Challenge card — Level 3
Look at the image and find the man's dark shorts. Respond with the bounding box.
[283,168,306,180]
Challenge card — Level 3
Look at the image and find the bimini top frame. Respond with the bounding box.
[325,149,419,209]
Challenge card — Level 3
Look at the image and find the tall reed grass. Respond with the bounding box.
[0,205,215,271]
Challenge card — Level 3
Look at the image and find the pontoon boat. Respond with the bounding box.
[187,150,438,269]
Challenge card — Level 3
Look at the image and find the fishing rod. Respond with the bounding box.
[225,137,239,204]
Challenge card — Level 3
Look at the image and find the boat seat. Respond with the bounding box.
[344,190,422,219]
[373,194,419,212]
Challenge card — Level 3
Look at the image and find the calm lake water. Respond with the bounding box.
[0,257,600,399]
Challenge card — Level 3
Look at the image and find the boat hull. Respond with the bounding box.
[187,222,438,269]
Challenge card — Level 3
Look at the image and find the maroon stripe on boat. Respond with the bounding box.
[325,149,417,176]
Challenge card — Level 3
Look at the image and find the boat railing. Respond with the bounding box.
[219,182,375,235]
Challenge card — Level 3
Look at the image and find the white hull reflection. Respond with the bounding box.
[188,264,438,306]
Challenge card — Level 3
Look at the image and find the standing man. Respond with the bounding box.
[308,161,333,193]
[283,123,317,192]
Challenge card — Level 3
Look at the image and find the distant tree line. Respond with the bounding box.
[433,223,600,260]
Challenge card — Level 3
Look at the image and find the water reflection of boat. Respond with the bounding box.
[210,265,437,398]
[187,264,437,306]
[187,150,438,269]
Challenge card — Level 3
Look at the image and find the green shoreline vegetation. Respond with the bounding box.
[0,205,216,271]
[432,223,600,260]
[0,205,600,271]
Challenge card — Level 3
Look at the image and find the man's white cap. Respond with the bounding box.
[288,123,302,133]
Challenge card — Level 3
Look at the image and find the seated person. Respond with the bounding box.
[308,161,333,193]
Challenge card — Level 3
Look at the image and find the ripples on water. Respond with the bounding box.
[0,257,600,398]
+--
— CHALLENGE —
Count the lines in the material above that contain the word "white" and give only the number.

— EXERCISE SOLUTION —
2